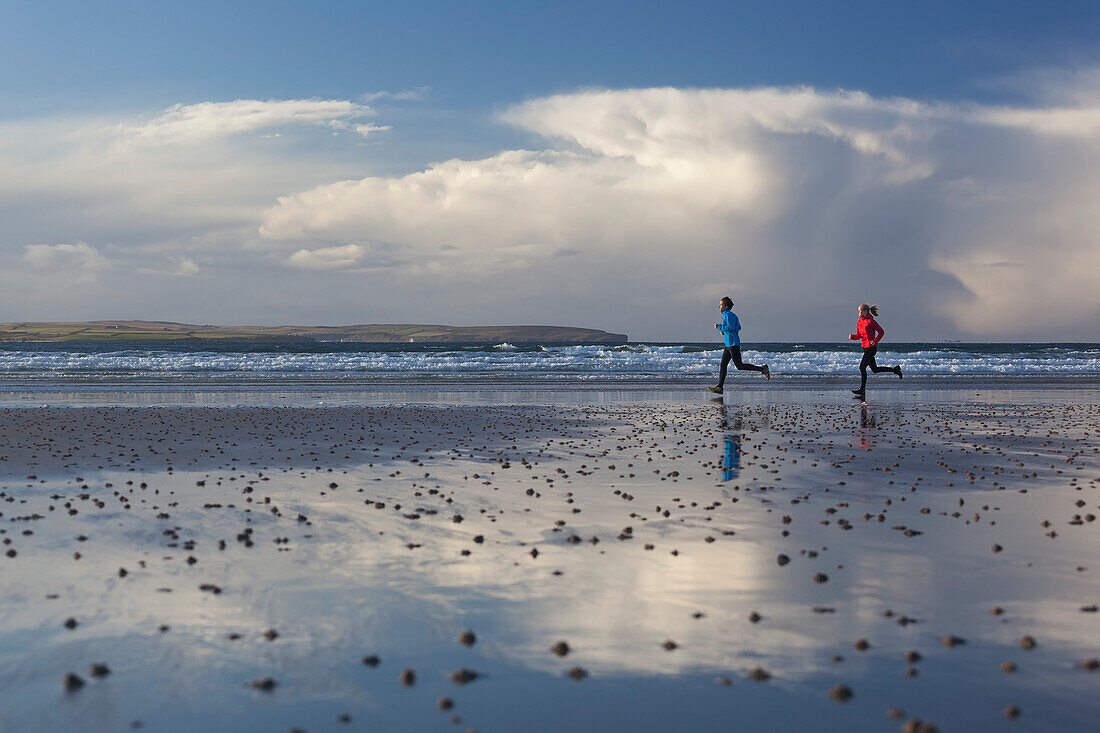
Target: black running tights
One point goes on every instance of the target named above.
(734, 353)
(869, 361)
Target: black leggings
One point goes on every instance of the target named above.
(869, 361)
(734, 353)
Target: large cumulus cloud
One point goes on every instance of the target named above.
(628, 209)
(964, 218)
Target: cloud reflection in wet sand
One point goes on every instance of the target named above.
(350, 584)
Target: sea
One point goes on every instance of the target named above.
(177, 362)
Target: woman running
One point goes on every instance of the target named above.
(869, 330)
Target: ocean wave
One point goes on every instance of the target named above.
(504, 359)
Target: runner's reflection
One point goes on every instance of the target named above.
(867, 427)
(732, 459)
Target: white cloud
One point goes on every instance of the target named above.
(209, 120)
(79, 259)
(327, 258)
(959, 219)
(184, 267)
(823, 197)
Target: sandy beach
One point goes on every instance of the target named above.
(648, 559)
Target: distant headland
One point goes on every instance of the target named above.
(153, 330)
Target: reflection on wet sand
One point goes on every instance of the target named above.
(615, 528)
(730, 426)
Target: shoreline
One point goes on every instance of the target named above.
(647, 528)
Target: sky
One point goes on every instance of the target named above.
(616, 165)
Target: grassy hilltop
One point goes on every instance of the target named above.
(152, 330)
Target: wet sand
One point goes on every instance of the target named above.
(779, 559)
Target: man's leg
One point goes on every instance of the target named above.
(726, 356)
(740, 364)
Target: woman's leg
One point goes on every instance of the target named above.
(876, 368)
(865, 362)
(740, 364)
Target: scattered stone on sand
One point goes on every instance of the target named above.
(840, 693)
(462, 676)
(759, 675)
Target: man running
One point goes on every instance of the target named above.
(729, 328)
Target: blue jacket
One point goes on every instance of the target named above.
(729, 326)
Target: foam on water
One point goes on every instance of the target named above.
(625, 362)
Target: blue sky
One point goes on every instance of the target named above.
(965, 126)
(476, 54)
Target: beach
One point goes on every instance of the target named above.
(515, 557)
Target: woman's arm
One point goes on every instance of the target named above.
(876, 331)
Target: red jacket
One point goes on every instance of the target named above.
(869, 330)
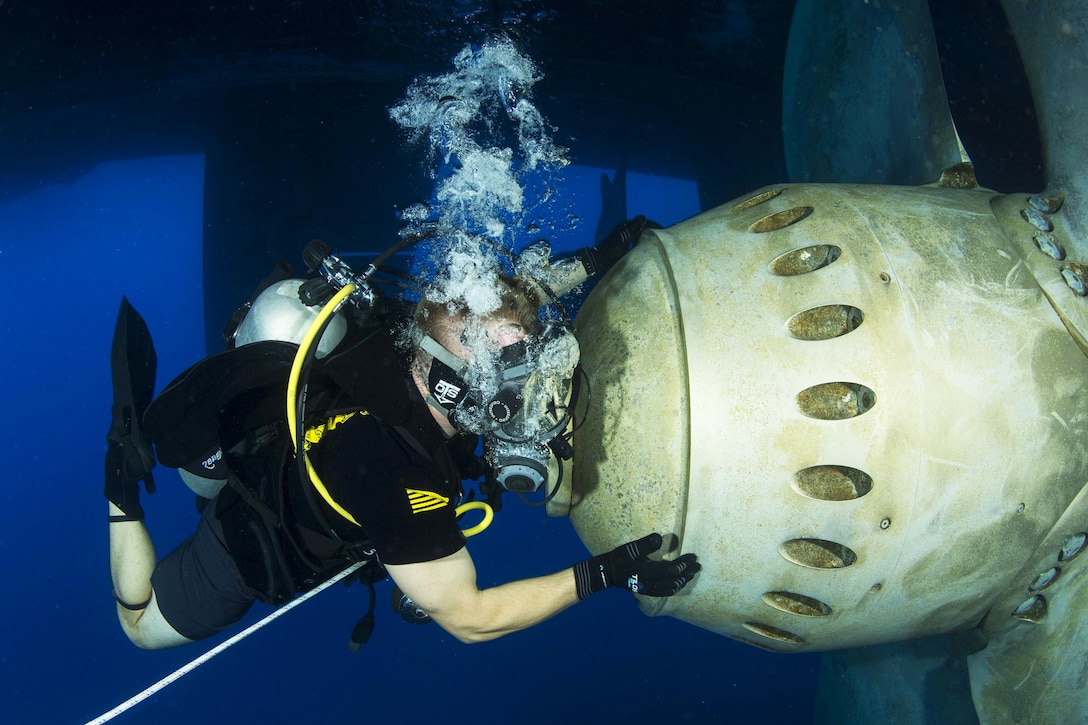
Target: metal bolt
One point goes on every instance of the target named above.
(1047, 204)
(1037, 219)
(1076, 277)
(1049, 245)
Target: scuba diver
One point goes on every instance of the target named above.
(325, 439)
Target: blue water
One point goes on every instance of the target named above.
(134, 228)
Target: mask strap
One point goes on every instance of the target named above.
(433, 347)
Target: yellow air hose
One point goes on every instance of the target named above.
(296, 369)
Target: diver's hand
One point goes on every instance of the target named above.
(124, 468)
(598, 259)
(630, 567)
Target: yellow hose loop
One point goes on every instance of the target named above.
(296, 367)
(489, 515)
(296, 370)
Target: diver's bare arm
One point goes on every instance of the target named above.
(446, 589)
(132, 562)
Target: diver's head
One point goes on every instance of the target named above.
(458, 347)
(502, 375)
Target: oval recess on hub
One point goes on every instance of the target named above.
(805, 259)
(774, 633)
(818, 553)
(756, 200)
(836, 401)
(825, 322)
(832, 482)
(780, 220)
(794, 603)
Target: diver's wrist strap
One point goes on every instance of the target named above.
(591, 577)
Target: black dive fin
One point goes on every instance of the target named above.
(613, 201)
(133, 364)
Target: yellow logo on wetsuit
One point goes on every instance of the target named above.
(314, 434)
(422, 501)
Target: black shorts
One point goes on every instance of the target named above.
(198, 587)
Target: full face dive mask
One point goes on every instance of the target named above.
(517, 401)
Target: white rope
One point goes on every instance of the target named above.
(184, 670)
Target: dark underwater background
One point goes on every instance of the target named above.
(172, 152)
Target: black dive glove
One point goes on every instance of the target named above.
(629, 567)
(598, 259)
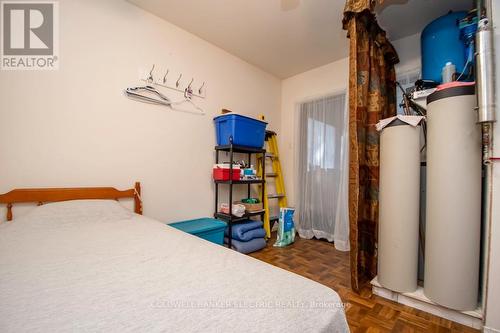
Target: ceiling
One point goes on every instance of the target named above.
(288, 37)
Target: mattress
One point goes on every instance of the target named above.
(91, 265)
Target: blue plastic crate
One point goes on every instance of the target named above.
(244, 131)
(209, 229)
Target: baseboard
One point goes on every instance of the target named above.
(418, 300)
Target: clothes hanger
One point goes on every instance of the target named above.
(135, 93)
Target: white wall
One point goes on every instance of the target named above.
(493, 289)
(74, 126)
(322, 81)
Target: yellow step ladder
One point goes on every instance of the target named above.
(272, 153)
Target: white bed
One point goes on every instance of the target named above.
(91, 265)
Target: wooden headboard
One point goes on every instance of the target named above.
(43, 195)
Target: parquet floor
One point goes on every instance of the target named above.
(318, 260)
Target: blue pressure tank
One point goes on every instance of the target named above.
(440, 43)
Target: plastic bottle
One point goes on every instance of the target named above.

•••

◆ The problem
Output the lines above in full and exactly as given, omitting any pictures.

◆ Solution to the problem
Target: black running tights
One point goes on every instance of the target named above.
(734, 353)
(869, 361)
Target: black leggings
One point goes on every instance of the target named above.
(869, 361)
(734, 353)
Target: large cumulus cloud
One point goes on every instance of the target named above.
(628, 209)
(964, 218)
Target: cloud reflection in wet sand
One point goes on every instance of the target named above.
(350, 584)
Target: sea
One point goes on every instance of the target named above.
(177, 362)
Target: woman running
One point goes on every instance of the target named above.
(869, 330)
Target: ocean wave
One point goes on every instance of the target named above.
(504, 359)
Target: runner's reflection
One point goes on every instance of the target named above.
(867, 427)
(732, 459)
Target: white cloud
One point goes on every instance of the target named above.
(209, 120)
(79, 259)
(327, 258)
(959, 219)
(184, 267)
(823, 197)
Target: sandy beach
One point goes on every instance of the target named above.
(648, 559)
Target: distant headland
One point goes on every instance of the target named above.
(153, 330)
Target: reflection on wet sand
One point goes on every instance of the target named above.
(615, 528)
(730, 426)
Target: shoreline
One point goes on every instance of the target named above.
(647, 528)
Target: sky
One point goes on every instance of the target named above.
(616, 165)
Target: grassy hilltop
One point goes on every instance of the target named above.
(152, 330)
Target: wet sand
One point goes on every instance of the target named above.
(779, 559)
Target: man's leg
One point goes on every instance of the target named above.
(726, 356)
(740, 364)
Target: woman's leg
One point goes on every instance of the target named above.
(876, 368)
(865, 362)
(740, 364)
Target: scattered stone on sand
One point goes on every instance of the target named above.
(840, 693)
(462, 676)
(759, 675)
Target: man running
One point goes on every instance of the target named above.
(729, 328)
Target: blue jacket
One point goes on every instance of the target named above.
(729, 326)
Target: foam on water
One point goes on every instance of the target named above.
(625, 362)
Target: blue sky
One point goes on every instance of the target named above.
(965, 126)
(476, 54)
Target: beach
One point goes on every instance of the target named above.
(515, 557)
Target: woman's arm
One point goes on every instance of the target named above.
(876, 331)
Target: red jacket
One point goes on every instance of the target named above.
(869, 330)
Target: metal bolt
One point goes on every instance of the target named above.
(1047, 204)
(1037, 219)
(1076, 277)
(1049, 245)
Target: scuba diver
One point goes on every instance of the target named above.
(325, 439)
Target: blue water
One point goes on every instance of the target named above.
(134, 228)
Target: mask strap
One point goes on every instance of the target named above.
(433, 347)
Target: yellow air hose
One point goes on every instance of the target named above.
(296, 369)
Target: diver's hand
One point goes on every instance of the target named above.
(124, 468)
(598, 259)
(630, 567)
Target: yellow hose loop
One point goes on every instance of the target named above.
(296, 367)
(489, 515)
(296, 370)
Target: diver's bare arm
One point goes on every instance of the target named above.
(446, 589)
(132, 562)
Target: diver's head
One point goes on every instance of the target named above.
(458, 347)
(502, 375)
Target: oval recess on hub
One point goes on every instance of the target named above.
(805, 259)
(774, 633)
(818, 553)
(756, 200)
(836, 401)
(825, 322)
(832, 482)
(780, 220)
(794, 603)
Target: diver's wrist strap
One point goes on every instance of the target named above.
(591, 577)
Target: black dive fin
One point goes on every instance of the target named above.
(613, 201)
(133, 364)
Target: yellow logo on wetsuit
One point goes on every instance of the target named above.
(314, 434)
(422, 501)
Target: black shorts
One point goes on every instance of the target named above.
(198, 587)
Target: full face dive mask
One point goes on every instance of the target named above.
(517, 401)
Target: white rope
One point goes on every instance of the target named above.
(184, 670)
Target: dark underwater background
One point goes on every instance of the target named above.
(172, 152)
Target: black dive glove
One point goes on every instance of the target named above.
(629, 567)
(598, 259)
Target: ceiling
One point goes on every instance of the target named above.
(288, 37)
Target: mattress
One point goes on every instance of the target named above.
(91, 265)
Target: blue plastic crate
One point goes on every instance of the target named above.
(244, 131)
(209, 229)
Target: baseboard
One point goes on every instance of the target named above.
(418, 300)
Target: clothes hanger
One point goes on every instance of the target named above.
(135, 93)
Target: white wall
One point goes on every instance of the target named above.
(493, 289)
(74, 126)
(322, 81)
Target: yellow step ladder
One point goes on every instance of the target named above.
(272, 153)
Target: white bed
One point goes on every instance of the target named above.
(91, 265)
Target: wooden headboard
One point goes on every instance of the target named above.
(43, 195)
Target: parquet floor
One point goes on every instance of the target named above.
(318, 260)
Target: blue pressure tank
One point goes on every instance of the target named above.
(440, 43)
Target: plastic bottle
One point goes on every instance of the target named above.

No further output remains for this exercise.